Copy the lines of the data below unchanged, everything from the line containing "Would you kindly pick out the cascading" down to the end of the data.

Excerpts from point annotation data
-- Start --

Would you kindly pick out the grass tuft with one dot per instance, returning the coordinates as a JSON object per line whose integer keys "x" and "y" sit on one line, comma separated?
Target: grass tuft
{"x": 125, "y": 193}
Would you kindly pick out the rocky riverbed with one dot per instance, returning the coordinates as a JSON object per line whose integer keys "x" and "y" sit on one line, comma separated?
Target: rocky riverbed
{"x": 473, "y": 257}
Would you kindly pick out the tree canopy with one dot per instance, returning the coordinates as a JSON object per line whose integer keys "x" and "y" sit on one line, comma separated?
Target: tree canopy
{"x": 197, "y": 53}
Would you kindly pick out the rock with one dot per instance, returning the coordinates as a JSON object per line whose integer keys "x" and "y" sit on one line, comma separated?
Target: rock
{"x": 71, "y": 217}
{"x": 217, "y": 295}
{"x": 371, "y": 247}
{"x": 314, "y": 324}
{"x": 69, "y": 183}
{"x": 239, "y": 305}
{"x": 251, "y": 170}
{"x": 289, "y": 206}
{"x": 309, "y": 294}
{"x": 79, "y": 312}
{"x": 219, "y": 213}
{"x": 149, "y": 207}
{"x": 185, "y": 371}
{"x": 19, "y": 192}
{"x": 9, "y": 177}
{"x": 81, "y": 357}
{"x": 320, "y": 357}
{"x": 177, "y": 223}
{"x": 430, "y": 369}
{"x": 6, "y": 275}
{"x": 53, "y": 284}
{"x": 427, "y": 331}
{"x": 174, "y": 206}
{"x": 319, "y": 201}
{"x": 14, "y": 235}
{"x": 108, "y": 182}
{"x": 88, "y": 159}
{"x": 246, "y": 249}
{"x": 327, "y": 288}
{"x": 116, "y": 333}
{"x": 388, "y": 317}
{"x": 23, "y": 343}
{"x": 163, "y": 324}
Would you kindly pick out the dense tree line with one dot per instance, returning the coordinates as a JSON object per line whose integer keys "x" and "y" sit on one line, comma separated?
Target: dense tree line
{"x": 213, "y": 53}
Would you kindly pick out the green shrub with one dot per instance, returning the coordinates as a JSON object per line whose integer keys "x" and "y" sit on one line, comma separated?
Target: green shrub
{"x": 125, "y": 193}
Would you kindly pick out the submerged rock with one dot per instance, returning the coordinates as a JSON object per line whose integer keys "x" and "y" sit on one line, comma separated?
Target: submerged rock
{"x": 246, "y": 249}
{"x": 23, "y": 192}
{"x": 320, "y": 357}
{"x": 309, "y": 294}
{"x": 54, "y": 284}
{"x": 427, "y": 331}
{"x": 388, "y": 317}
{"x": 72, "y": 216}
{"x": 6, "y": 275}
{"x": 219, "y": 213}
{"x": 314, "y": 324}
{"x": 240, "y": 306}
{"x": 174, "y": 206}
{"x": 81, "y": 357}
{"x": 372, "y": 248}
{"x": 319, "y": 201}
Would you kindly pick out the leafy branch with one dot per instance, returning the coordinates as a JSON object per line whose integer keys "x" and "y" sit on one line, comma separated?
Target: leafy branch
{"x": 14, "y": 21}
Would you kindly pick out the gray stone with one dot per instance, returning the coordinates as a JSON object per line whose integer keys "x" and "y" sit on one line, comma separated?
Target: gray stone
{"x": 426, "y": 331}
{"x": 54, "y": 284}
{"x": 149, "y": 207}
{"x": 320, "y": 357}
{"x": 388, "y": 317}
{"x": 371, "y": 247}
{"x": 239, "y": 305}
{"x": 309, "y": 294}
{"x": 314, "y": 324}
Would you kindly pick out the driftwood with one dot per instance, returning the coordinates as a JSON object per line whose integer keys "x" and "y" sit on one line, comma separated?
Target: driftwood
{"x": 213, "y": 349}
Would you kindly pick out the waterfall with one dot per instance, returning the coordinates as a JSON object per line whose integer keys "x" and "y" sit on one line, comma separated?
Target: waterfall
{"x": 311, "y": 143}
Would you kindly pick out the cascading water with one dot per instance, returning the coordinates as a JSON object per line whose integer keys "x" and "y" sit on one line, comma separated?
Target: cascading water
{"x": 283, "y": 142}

-- End --

#### THE REPLY:
Would you kindly pick out the cascading water with one dot per instance, returning the coordinates as a JSON object per line whose integer keys "x" and "y" sit on one line, comma separated?
Target: cascading water
{"x": 283, "y": 142}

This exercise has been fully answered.